Exercise directions.
Using the data below, gather each line that includes the word "white".

Listed records.
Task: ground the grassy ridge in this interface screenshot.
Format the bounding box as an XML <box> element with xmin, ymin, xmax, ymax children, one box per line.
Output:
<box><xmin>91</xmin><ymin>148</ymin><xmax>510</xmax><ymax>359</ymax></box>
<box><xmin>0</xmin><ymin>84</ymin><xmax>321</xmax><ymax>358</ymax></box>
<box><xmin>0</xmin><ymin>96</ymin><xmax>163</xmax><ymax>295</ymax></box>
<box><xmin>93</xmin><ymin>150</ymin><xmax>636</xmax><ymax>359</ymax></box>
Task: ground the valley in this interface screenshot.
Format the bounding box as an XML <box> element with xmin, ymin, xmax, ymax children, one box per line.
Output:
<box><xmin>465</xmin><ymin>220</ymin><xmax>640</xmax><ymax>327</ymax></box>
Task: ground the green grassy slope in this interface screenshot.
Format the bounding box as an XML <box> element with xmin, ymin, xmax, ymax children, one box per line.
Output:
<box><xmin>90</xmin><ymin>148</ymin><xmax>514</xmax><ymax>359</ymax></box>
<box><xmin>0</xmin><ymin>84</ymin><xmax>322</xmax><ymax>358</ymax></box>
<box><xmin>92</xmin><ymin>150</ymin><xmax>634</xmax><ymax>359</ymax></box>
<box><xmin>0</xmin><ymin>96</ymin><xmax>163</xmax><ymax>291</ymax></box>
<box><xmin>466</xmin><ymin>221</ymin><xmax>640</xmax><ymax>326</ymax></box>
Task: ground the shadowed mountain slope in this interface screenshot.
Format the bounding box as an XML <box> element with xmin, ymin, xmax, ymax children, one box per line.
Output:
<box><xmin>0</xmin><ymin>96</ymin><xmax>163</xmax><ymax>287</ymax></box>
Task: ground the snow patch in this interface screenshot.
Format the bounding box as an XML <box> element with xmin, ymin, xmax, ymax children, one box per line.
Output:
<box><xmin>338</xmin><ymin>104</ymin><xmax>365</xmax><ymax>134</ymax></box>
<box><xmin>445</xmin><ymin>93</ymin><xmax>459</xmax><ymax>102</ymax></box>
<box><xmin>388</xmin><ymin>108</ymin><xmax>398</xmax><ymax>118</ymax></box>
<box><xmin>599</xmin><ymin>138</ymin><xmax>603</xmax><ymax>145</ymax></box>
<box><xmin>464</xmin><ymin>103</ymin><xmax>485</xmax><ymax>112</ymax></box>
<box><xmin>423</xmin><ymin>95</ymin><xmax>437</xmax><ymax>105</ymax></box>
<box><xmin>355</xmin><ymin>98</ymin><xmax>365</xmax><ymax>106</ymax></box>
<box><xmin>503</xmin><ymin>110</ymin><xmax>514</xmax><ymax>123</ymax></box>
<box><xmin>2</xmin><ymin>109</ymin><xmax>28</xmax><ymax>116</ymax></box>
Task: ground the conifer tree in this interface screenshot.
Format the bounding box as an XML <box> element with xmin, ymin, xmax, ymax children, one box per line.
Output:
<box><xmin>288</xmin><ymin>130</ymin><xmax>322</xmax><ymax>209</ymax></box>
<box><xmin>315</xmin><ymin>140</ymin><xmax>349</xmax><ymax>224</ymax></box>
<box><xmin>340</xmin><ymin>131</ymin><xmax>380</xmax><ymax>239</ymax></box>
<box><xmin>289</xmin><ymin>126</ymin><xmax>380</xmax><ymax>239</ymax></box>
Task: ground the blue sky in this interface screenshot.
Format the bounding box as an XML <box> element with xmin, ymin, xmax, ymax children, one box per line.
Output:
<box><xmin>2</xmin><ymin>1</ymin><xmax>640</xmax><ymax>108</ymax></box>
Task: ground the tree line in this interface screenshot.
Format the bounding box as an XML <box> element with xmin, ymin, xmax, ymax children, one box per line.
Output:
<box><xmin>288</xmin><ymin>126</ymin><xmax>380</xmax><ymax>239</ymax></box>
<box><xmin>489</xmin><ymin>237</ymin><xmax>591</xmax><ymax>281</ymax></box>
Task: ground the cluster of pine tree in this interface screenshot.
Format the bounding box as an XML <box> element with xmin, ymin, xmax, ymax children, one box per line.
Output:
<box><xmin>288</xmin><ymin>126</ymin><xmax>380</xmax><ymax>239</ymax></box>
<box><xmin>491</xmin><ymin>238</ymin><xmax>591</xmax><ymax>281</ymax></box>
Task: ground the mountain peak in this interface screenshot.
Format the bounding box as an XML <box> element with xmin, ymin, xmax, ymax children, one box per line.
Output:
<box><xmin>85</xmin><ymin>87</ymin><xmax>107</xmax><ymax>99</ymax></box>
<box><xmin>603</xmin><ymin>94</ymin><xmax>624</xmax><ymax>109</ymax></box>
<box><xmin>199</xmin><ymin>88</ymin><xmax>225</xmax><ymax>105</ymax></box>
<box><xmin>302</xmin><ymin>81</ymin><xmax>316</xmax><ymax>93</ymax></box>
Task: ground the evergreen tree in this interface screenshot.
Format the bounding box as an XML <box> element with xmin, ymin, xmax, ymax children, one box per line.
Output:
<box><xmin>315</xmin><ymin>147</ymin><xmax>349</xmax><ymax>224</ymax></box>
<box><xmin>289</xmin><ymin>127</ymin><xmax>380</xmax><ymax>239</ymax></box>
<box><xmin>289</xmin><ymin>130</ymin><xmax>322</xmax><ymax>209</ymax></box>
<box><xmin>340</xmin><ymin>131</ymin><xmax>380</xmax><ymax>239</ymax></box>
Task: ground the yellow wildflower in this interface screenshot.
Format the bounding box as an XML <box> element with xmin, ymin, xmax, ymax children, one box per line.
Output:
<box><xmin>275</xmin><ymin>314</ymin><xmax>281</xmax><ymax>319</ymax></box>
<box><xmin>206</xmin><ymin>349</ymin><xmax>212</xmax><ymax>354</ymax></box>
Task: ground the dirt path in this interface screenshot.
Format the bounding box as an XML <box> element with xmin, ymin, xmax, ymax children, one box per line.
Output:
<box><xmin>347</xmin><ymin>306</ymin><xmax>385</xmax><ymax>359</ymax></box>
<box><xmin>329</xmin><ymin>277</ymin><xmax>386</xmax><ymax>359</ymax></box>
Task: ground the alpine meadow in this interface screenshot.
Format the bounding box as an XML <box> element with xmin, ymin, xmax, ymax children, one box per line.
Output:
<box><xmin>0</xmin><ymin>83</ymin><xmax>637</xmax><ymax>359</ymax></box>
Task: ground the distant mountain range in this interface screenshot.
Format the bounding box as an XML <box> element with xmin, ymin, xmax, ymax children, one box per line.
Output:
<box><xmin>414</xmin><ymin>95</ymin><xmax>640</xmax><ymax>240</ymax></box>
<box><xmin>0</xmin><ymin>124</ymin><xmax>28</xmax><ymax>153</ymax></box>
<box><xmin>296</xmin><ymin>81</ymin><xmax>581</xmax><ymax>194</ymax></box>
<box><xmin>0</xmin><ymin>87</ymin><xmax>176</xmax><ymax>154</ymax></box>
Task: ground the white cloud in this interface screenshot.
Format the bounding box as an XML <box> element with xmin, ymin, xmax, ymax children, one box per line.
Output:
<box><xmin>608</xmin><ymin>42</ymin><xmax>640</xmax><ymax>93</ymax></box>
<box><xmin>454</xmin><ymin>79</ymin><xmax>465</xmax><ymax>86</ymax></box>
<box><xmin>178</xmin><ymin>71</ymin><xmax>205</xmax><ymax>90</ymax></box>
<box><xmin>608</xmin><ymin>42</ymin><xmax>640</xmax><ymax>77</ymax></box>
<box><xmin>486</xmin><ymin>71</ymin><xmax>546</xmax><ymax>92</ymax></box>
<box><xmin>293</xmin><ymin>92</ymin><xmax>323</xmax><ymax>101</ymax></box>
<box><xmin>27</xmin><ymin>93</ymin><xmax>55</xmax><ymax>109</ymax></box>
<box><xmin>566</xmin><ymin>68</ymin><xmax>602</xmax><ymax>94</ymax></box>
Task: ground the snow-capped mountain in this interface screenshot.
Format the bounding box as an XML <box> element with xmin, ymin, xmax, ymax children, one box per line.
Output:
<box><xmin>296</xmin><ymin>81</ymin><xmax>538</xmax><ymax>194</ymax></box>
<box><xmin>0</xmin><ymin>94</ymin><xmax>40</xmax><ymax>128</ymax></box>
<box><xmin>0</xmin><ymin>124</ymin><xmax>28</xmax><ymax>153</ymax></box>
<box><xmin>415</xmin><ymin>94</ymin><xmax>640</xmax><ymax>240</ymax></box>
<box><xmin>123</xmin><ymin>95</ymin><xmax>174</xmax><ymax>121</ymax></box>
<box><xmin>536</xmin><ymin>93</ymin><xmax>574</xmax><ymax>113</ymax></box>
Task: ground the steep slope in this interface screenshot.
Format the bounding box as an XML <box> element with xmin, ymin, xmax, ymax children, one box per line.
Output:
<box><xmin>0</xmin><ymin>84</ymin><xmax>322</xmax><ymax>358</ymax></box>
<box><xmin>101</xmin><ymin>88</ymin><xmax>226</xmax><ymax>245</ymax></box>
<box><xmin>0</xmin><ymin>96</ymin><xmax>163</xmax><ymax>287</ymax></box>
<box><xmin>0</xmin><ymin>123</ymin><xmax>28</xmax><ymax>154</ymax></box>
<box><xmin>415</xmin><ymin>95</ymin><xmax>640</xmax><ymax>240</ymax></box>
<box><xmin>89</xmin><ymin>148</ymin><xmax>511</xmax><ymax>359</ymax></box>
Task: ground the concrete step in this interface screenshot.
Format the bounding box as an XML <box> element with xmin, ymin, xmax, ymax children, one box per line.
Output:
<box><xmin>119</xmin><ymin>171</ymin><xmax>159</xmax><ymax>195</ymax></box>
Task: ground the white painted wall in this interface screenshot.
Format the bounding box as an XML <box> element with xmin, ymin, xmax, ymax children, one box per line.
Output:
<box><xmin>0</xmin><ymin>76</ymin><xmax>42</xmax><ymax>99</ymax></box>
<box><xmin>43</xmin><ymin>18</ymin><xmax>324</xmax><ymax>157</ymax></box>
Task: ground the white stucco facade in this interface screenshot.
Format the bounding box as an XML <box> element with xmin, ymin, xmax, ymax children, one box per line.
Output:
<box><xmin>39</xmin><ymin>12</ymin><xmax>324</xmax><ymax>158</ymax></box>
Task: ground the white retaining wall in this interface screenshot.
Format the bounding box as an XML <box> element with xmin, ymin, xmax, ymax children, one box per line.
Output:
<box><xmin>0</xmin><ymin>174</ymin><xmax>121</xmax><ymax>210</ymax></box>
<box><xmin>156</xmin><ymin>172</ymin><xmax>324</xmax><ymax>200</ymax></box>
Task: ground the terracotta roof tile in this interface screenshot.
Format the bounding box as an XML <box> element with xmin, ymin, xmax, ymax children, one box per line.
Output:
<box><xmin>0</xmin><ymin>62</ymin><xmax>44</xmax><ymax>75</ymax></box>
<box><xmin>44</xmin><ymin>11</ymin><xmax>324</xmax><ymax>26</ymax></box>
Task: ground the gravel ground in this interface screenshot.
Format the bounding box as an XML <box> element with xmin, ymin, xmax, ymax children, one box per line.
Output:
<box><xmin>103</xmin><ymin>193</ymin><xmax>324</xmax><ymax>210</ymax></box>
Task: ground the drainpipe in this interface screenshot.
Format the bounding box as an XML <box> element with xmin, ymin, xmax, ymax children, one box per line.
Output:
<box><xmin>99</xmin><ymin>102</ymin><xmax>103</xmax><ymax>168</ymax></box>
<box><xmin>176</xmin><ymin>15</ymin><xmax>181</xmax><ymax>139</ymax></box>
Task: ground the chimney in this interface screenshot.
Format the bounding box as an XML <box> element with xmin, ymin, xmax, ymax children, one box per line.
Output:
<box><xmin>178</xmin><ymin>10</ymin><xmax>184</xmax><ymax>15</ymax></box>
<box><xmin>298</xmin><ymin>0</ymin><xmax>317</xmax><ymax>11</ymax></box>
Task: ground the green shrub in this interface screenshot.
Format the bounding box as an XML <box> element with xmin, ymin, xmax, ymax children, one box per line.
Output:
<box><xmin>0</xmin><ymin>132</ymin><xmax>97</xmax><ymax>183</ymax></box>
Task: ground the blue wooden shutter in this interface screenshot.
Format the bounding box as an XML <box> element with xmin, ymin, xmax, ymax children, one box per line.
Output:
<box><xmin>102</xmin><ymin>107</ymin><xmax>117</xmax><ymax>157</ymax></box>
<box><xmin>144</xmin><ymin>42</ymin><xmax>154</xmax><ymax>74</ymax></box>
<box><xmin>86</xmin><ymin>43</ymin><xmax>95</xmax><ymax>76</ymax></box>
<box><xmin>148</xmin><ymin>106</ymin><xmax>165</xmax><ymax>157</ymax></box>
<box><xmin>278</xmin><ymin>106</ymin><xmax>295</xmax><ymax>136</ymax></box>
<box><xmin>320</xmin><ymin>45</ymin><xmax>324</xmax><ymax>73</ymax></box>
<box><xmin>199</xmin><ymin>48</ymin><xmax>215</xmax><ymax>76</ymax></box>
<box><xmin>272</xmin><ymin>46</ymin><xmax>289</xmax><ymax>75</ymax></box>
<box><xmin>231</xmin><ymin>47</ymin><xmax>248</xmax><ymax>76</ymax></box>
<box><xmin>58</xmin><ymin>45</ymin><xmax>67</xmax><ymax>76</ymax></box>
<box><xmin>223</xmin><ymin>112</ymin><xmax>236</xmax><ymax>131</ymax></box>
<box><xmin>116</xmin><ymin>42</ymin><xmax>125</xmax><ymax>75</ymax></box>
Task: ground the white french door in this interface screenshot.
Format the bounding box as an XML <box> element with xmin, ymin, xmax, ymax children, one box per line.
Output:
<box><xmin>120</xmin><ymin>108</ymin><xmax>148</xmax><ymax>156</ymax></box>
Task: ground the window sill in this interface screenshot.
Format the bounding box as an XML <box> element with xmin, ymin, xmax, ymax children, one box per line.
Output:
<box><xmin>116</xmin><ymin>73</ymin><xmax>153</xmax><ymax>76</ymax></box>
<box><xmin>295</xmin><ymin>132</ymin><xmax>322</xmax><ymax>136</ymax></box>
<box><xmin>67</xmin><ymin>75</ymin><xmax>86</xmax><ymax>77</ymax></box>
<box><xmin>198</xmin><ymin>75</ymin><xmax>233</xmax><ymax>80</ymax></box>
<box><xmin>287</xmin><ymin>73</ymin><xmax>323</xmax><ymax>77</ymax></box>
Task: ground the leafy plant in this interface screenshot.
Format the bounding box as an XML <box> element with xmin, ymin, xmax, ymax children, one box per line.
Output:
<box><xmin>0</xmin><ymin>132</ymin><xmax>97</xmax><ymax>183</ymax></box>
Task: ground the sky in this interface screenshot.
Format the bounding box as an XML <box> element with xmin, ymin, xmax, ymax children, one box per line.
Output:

Your solution.
Task: ground the white cloud in this interface screenshot.
Task: ground the white painted wall in this interface screenshot.
Task: ground the white stucco facade in this interface screenshot.
Task: ground the white retaining wall in this interface screenshot.
Task: ground the white french door in this interface screenshot.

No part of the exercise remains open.